Lipid management: Individualize treatment

Health Care Comments Off

Atherosclerotic cardiovascular disease (ASCVD) is a major cause of morbidity and mortality. An acute cardiac event can be prevented by effective management of risk factors including dyslipidemia, which is a major risk factor for initiation and progression of the atherosclerotic process and thereby to cardiovascular events. Hence, managing thedyslipidemia-related cardiovascular risk in these patients is important for secondary prevention of CAD.

Major professional cardiology and endocrinology associations have issued guidelines on management of dyslipidemia, which differ in their approaches in managing lipids in these patients regarding assessment of risk, lipid goals and targets and pharmacological treatment.

Latest in this list of guidelines on management of dyslipidemia are recommendations from the American Association of Clinical Endocrinologists and American College of Endocrinology (AACE/ACE) released in 2017. These guidelines have for the first time defined an “extreme” cardiovascular risk category and also bring back the concept of ‘target’-based lipid management.

The AHA/ACC guidelines issued in 2013 had recommended “appropriate intensity” of statin therapy for the four groups of primary- and secondary-prevention patients instead of treating dyslipidemia to specific ‘targets’. Hence, these guidelines removed specific targets or goals for LDL- or non-HDL-cholesterol … a change from the ATP III recommendations in 2001, which advised determination of risk category and set goals according to the risk category.

The 2017 AACE/ACE guidelines have categorized patients into five atherosclerotic cardiovascular disease (ASCVD) risk categories – low risk, moderate risk, high risk, very high and extreme risk – and now recommend lipid goals for all the five categories.

Low risk: Individuals with no risk factors: LDL < 130 mg/dL, non-HDL < 160 mg/dL, apoB not relevant is recommended.
Moderate risk: Individuals with 2 or fewer risk factors and a calculated 10-year risk < 10%: LDL < 100 mg/dL, non-HDL < 130 mg/dL, apoB < 90 mg/dL is recommended.

#### What to do:
1 – In the lipid management text, rewrite the paragraph beginning "The 2017 AACE/ACE guidelines have categorized" as a short list, keeping its main facts.
2 – Based on the lipid management text, say whether each statement agrees with it. Answer yes or no, and quote the deciding words.
(a) The 2017 AACE/ACE guidelines were the first to define an "extreme" cardiovascular risk category.
(b) The 2013 AHA/ACC guidelines set specific goals for LDL-cholesterol.
(c) For low-risk individuals, an apoB goal below 90 mg/dL is recommended.
3 – Continue the lipid management text from its final line.

#### Provided data:
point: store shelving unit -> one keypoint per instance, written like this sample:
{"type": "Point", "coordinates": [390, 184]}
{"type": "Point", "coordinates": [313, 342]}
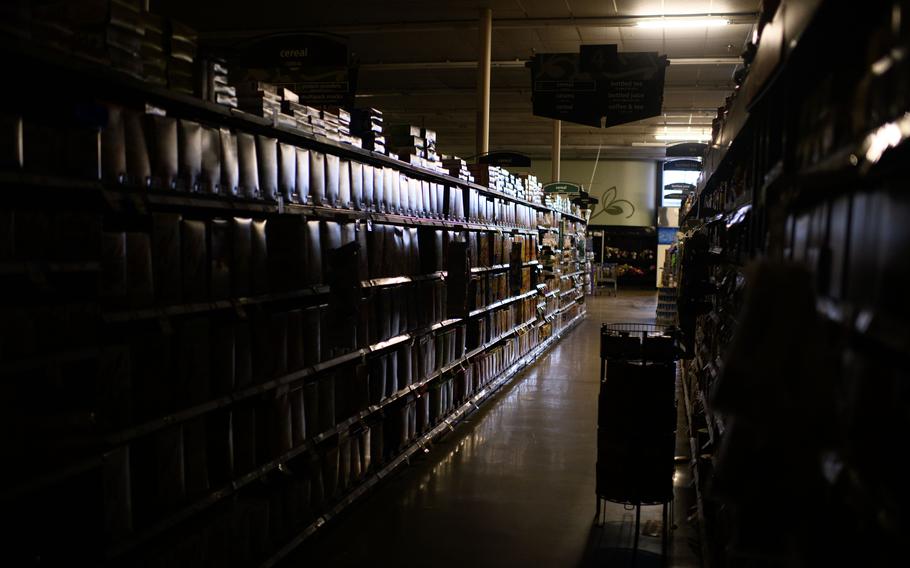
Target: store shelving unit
{"type": "Point", "coordinates": [805, 186]}
{"type": "Point", "coordinates": [242, 433]}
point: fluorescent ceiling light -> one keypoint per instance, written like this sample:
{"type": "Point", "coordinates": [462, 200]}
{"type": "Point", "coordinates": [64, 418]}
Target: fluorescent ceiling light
{"type": "Point", "coordinates": [670, 23]}
{"type": "Point", "coordinates": [683, 135]}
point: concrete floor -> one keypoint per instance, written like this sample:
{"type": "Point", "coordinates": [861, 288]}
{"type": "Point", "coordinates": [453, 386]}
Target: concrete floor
{"type": "Point", "coordinates": [514, 484]}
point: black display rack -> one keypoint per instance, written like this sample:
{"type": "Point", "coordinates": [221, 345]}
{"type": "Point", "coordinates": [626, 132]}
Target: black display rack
{"type": "Point", "coordinates": [636, 419]}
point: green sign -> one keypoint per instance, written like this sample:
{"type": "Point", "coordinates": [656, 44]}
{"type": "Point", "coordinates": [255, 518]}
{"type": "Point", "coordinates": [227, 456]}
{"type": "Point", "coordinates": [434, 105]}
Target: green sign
{"type": "Point", "coordinates": [561, 187]}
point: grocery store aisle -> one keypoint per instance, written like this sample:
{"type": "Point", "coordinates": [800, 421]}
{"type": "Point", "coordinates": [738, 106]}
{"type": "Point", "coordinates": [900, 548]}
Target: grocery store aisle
{"type": "Point", "coordinates": [511, 486]}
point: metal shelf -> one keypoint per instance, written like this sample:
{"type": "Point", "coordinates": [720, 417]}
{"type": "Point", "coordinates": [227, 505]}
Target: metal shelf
{"type": "Point", "coordinates": [502, 303]}
{"type": "Point", "coordinates": [445, 425]}
{"type": "Point", "coordinates": [70, 65]}
{"type": "Point", "coordinates": [122, 316]}
{"type": "Point", "coordinates": [130, 543]}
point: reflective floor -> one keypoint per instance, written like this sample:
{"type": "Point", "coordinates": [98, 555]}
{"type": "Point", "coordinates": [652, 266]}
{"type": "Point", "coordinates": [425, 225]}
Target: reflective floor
{"type": "Point", "coordinates": [514, 484]}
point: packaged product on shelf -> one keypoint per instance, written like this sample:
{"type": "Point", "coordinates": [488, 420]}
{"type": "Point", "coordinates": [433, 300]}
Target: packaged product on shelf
{"type": "Point", "coordinates": [194, 260]}
{"type": "Point", "coordinates": [326, 403]}
{"type": "Point", "coordinates": [161, 142]}
{"type": "Point", "coordinates": [377, 379]}
{"type": "Point", "coordinates": [287, 172]}
{"type": "Point", "coordinates": [303, 176]}
{"type": "Point", "coordinates": [332, 178]}
{"type": "Point", "coordinates": [230, 163]}
{"type": "Point", "coordinates": [298, 414]}
{"type": "Point", "coordinates": [357, 182]}
{"type": "Point", "coordinates": [311, 403]}
{"type": "Point", "coordinates": [317, 178]}
{"type": "Point", "coordinates": [259, 274]}
{"type": "Point", "coordinates": [344, 184]}
{"type": "Point", "coordinates": [248, 166]}
{"type": "Point", "coordinates": [220, 258]}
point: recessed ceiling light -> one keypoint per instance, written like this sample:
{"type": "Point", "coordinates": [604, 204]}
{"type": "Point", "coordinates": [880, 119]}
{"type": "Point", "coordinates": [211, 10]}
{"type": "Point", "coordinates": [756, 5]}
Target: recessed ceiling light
{"type": "Point", "coordinates": [683, 136]}
{"type": "Point", "coordinates": [670, 23]}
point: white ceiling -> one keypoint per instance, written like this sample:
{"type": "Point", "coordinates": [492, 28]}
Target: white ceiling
{"type": "Point", "coordinates": [430, 32]}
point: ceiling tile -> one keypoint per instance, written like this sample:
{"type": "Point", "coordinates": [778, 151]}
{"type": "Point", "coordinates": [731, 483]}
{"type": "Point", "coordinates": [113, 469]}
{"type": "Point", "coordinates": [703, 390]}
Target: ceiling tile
{"type": "Point", "coordinates": [558, 33]}
{"type": "Point", "coordinates": [599, 34]}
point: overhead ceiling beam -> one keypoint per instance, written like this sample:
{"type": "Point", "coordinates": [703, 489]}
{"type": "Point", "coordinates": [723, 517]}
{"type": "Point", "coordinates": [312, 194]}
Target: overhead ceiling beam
{"type": "Point", "coordinates": [710, 87]}
{"type": "Point", "coordinates": [498, 24]}
{"type": "Point", "coordinates": [518, 64]}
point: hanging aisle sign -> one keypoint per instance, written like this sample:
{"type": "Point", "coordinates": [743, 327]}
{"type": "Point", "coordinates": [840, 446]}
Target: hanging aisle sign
{"type": "Point", "coordinates": [316, 66]}
{"type": "Point", "coordinates": [598, 87]}
{"type": "Point", "coordinates": [506, 159]}
{"type": "Point", "coordinates": [561, 187]}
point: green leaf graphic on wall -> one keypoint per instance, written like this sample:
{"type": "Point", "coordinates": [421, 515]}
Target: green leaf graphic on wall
{"type": "Point", "coordinates": [612, 205]}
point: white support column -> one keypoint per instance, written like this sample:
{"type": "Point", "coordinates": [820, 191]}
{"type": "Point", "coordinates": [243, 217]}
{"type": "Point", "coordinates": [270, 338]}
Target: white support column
{"type": "Point", "coordinates": [482, 145]}
{"type": "Point", "coordinates": [557, 150]}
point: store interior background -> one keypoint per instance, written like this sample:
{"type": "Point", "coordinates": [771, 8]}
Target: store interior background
{"type": "Point", "coordinates": [419, 71]}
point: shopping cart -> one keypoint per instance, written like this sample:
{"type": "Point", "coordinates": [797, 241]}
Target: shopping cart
{"type": "Point", "coordinates": [636, 419]}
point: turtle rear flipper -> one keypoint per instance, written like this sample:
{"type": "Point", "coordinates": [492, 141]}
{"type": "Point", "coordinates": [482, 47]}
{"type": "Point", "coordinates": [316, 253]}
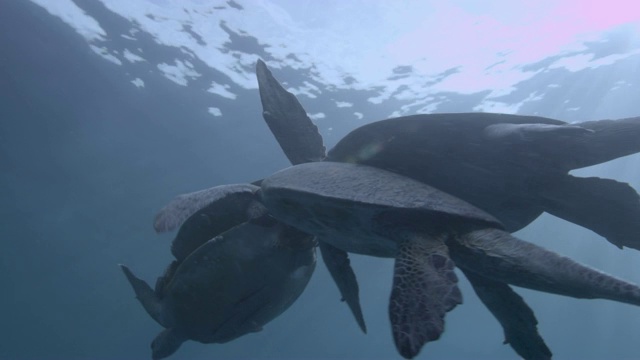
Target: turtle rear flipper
{"type": "Point", "coordinates": [166, 343]}
{"type": "Point", "coordinates": [498, 255]}
{"type": "Point", "coordinates": [517, 319]}
{"type": "Point", "coordinates": [337, 262]}
{"type": "Point", "coordinates": [607, 207]}
{"type": "Point", "coordinates": [424, 290]}
{"type": "Point", "coordinates": [146, 296]}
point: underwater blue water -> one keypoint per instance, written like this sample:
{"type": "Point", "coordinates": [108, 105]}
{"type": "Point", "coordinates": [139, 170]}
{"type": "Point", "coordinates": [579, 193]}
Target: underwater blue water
{"type": "Point", "coordinates": [86, 160]}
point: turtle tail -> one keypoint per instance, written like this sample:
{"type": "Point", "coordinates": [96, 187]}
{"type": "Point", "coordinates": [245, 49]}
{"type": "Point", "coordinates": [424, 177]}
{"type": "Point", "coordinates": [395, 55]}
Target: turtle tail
{"type": "Point", "coordinates": [610, 140]}
{"type": "Point", "coordinates": [146, 296]}
{"type": "Point", "coordinates": [502, 257]}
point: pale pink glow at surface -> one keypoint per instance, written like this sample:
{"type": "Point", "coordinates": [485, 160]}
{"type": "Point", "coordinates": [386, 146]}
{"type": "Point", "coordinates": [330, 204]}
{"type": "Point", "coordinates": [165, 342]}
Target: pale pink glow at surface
{"type": "Point", "coordinates": [490, 44]}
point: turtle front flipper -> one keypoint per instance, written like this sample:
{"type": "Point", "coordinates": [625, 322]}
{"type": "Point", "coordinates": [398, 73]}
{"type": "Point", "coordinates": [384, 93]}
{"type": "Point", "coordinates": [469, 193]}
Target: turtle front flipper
{"type": "Point", "coordinates": [517, 319]}
{"type": "Point", "coordinates": [424, 290]}
{"type": "Point", "coordinates": [297, 135]}
{"type": "Point", "coordinates": [540, 133]}
{"type": "Point", "coordinates": [145, 295]}
{"type": "Point", "coordinates": [607, 207]}
{"type": "Point", "coordinates": [204, 214]}
{"type": "Point", "coordinates": [337, 262]}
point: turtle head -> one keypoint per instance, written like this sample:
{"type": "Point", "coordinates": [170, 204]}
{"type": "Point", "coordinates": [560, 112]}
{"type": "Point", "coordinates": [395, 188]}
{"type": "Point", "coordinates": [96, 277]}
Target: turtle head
{"type": "Point", "coordinates": [166, 343]}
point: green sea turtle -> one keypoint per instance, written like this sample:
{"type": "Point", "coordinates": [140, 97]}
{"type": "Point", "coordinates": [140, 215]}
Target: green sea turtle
{"type": "Point", "coordinates": [301, 142]}
{"type": "Point", "coordinates": [514, 167]}
{"type": "Point", "coordinates": [366, 210]}
{"type": "Point", "coordinates": [236, 268]}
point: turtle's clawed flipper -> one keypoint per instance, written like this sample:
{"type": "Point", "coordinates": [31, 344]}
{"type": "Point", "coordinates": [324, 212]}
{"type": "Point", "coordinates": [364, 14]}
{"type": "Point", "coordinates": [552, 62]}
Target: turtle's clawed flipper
{"type": "Point", "coordinates": [502, 257]}
{"type": "Point", "coordinates": [297, 135]}
{"type": "Point", "coordinates": [607, 207]}
{"type": "Point", "coordinates": [517, 319]}
{"type": "Point", "coordinates": [145, 295]}
{"type": "Point", "coordinates": [337, 262]}
{"type": "Point", "coordinates": [166, 343]}
{"type": "Point", "coordinates": [424, 290]}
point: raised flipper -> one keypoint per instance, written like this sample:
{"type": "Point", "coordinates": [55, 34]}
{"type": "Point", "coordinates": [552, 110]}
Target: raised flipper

#### Answer section:
1 –
- Guidelines: 2017 AACE/ACE
- Five ASCVD risk categories: low, moderate, high, very high, and extreme
- Lipid goals are now recommended for all five categories

2 –
(a) Yes: "These guidelines have for the first time defined an “extreme” cardiovascular risk category"
(b) No: "these guidelines removed specific targets or goals for LDL- or non-HDL-cholesterol"
(c) No: "apoB not relevant"

3 –
High risk: Individuals with an ASCVD equivalent including diabetes or stage 3/4 CKD with no other risk factors, or individuals with ≥2 risk factors and a 10-year risk of 10%- 20%: LDL < 100 mg/dL, non-HDL < 130 mg/dL, apoB < 90 mg/dL is recommended.
Very high risk: Individuals with established or recent hospitalization for acute coronary syndrome (ACS); coronary, carotid or peripheral vascular disease; diabetes or stage 3/4 CKD with ≥1 risk factors; a calculated 10-year risk > 20%; or heterozygous familial hypercholesterolemia [HeFH]): LDL < 70 mg/dL, non-HDL < 80 mg/dL, apoB < 80 mg/dL is recommended.
Extreme risk: Individuals with progressive ASCVD, including unstable angina that persists after achieving an LDL <70 or established clinical ASCVD in individuals with diabetes, stage 3/4 CKD, and/or HeFH, or in individuals with a history of premature ASCVD (males <55 years; females <65 years): LDL < 55 mg/dL, non-HDL < 80 mg/dL, apolipoprotein B (apoB) < 70 mg/dL is recommended.

Lowering cholesterol is important for all age groups, both men and women, regardless of the presence of absence of heart disease. A 1% rise in cholesterol level can raise the chances of heart attack by 2%. 1% reduction of “good” HDL cholesterol increases the chances of suffering from a heart attack by 3%.

However, it is important to keep in mind that every patient is different; hence, treatment, including lipid goals should be individualized according to that particular patient.